* _DATA SUPPLIED_
■ ■ ■ ■ ■
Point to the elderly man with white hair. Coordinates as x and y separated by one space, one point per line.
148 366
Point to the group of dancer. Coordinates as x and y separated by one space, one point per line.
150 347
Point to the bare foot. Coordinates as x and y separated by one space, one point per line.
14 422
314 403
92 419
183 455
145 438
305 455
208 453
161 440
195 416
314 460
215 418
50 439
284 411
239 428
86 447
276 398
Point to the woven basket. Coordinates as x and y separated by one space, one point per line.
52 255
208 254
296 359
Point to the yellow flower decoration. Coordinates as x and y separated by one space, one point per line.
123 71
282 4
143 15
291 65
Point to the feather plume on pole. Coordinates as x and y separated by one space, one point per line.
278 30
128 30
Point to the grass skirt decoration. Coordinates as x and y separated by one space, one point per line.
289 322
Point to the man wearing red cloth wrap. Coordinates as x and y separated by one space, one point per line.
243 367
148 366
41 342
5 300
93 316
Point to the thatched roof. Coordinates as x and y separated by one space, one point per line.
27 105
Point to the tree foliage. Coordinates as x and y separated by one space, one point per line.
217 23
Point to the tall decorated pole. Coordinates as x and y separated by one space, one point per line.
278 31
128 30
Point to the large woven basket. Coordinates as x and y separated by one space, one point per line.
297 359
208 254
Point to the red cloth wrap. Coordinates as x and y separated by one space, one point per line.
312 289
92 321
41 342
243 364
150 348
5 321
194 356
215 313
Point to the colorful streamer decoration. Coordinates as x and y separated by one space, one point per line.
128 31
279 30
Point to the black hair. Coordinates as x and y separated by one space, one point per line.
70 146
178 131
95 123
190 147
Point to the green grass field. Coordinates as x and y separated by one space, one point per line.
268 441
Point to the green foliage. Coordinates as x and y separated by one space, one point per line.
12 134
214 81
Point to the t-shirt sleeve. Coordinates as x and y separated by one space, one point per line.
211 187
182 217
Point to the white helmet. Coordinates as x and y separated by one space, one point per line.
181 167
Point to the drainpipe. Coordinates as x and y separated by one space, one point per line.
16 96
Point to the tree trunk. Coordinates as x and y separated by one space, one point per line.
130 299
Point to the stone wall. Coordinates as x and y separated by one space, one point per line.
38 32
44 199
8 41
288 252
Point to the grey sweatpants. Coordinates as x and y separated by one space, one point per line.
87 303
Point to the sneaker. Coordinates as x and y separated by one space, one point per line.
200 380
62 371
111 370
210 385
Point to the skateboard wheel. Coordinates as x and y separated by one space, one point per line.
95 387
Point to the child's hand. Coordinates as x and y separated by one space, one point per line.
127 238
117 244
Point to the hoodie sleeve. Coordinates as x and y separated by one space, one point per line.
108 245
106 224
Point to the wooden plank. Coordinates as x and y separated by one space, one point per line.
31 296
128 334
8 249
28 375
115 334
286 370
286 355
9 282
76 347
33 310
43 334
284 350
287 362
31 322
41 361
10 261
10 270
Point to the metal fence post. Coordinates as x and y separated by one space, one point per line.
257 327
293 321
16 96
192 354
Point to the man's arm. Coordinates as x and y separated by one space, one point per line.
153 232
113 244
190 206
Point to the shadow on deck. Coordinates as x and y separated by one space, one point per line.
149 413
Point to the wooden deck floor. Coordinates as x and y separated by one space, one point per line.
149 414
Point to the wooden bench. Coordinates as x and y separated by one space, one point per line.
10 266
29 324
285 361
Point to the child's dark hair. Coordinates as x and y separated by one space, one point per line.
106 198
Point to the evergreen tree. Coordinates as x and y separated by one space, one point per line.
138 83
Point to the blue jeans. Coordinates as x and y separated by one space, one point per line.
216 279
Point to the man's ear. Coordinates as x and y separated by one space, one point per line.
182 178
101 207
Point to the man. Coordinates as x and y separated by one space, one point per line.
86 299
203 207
■ ■ ■ ■ ■
* _WHAT IS REQUIRED_
Print the stretch of the entries above from the line containing "Point to the child's dark" through the end of the entries, with each line repeated word for word.

* _WRITTEN SOLUTION_
Point to the child's dark hair. Coordinates as x and y separated by one space, one point per line.
106 198
Point to the evergreen tree. Coordinates as x and y separated by one space, one point per line.
138 83
Point to the blue jeans. Coordinates as x and y separated by one space, one point per line.
216 279
Point to the man's ear. Coordinates as x and y separated by one space, one point per line.
182 178
101 207
Point to the man. Coordinates as x and y separated by one space, one point per line.
86 299
203 207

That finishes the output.